# Document excerpt
——————————
Their length is 5.5–6.3 in, wingspan is 9.8–10.2 in, and weight is0.9–1.4 oz. Dickcissels have a large, pale bill, a yellow line over the eyes, brownish upperparts with black streaks on the back, dark wings, a rust patch on the shoulders, and light underparts. Adult males have a black throat patch, a yellow breast, and grey cheeks and crown. This head and breast pattern is especially brilliant in the breeding plumage, making it resemble an eastern meadowlark. Females and juveniles are brownish on the cheeks and crown, and are somewhat similar in appearance to house sparrows; they have streaked flanks.

In flight, they make a low, "electric", buzzing fpppt. From an open perch in a field, this bird's song is a sharp dick dick followed by a buzzed cissel, also transcribed as skee-dlees chis chis chis or dick dick ciss ciss ciss.

==Distribution and habitat==
The dickcissel's breeding habitat is fields in midwestern North America. In the early 1800s, the species spread eastward from the tallgrass prairies, but after 1850, its range decreased, and it eventually disappeared as a regular breeding bird along the East Coast. Following the breeding season the species migrates in large flocks to southern Mexico, Central America, and northern South America. They may occur as vagrants well outside of their normal range. From 1966 to 2015 the dickcissel experienced a greater than 1.5% population reduction in the northern part of its breeding range and throughout the Midwestern United States.
——————————
# Work request
Translate this sentence from the dickcissel passage into Spanish: "Adult males have a black throat patch, a yellow breast, and grey cheeks and crown."

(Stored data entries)
——————————
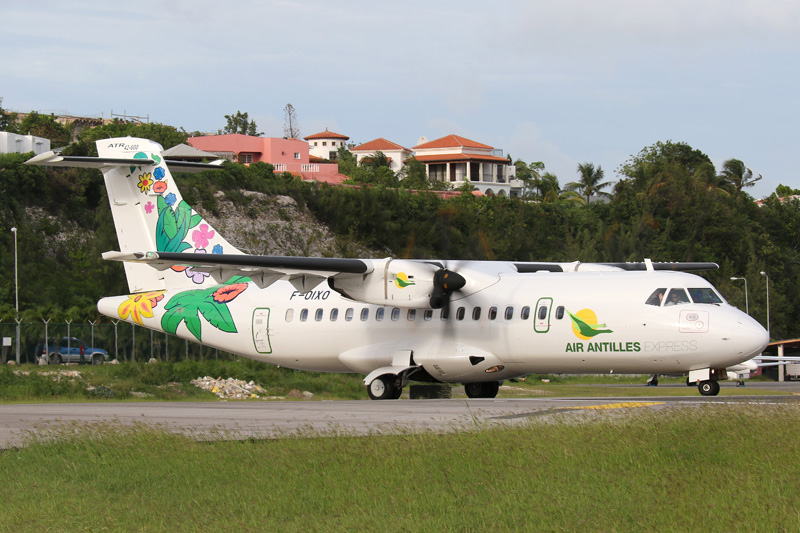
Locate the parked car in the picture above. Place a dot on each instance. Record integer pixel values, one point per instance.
(72, 350)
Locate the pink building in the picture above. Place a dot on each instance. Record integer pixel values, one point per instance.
(285, 155)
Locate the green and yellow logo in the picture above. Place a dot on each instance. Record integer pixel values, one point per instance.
(585, 326)
(402, 281)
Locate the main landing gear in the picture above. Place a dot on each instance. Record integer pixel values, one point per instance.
(390, 387)
(385, 387)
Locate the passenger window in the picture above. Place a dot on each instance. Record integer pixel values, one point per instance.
(656, 297)
(677, 297)
(704, 296)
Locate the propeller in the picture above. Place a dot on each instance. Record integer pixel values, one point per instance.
(445, 282)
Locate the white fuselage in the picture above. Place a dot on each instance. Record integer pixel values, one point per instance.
(511, 325)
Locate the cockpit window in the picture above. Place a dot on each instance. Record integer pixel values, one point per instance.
(705, 296)
(656, 297)
(677, 297)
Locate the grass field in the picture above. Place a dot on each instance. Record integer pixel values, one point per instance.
(710, 468)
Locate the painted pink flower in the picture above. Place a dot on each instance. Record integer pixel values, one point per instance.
(228, 292)
(202, 235)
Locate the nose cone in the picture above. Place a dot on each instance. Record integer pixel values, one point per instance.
(750, 338)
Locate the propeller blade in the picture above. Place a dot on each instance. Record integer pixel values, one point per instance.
(445, 282)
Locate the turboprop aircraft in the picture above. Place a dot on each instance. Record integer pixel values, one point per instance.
(395, 321)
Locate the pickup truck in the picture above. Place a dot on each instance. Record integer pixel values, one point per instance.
(73, 350)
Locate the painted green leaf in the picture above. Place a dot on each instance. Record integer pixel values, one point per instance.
(218, 315)
(194, 325)
(171, 321)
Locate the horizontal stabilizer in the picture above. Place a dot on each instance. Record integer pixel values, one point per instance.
(304, 273)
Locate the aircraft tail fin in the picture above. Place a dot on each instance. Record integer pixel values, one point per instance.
(149, 212)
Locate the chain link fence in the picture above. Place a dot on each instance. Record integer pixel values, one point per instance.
(122, 341)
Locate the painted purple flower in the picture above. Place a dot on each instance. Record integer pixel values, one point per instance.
(202, 235)
(197, 277)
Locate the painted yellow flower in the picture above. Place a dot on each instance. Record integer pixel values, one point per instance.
(139, 306)
(145, 182)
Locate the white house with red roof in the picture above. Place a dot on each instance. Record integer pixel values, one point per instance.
(457, 160)
(395, 153)
(326, 144)
(285, 155)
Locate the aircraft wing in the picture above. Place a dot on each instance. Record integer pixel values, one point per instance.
(304, 273)
(577, 266)
(53, 159)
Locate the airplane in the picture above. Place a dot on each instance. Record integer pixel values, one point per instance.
(395, 321)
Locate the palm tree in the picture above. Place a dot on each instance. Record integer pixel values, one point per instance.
(591, 181)
(737, 175)
(552, 192)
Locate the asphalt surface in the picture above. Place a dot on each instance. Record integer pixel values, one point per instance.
(19, 423)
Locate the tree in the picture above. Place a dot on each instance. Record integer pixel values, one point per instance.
(737, 175)
(591, 181)
(239, 123)
(551, 191)
(45, 126)
(291, 128)
(530, 175)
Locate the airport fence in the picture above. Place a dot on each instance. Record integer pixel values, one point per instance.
(122, 341)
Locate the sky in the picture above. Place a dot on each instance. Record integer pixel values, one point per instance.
(559, 81)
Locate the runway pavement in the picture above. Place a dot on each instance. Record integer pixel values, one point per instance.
(236, 420)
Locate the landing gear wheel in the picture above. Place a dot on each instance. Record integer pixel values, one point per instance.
(384, 388)
(708, 388)
(482, 390)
——————————
# Answer to the problem
Los machos adultos tienen una mancha negra en la garganta, el pecho amarillo y las mejillas y la coronilla grises.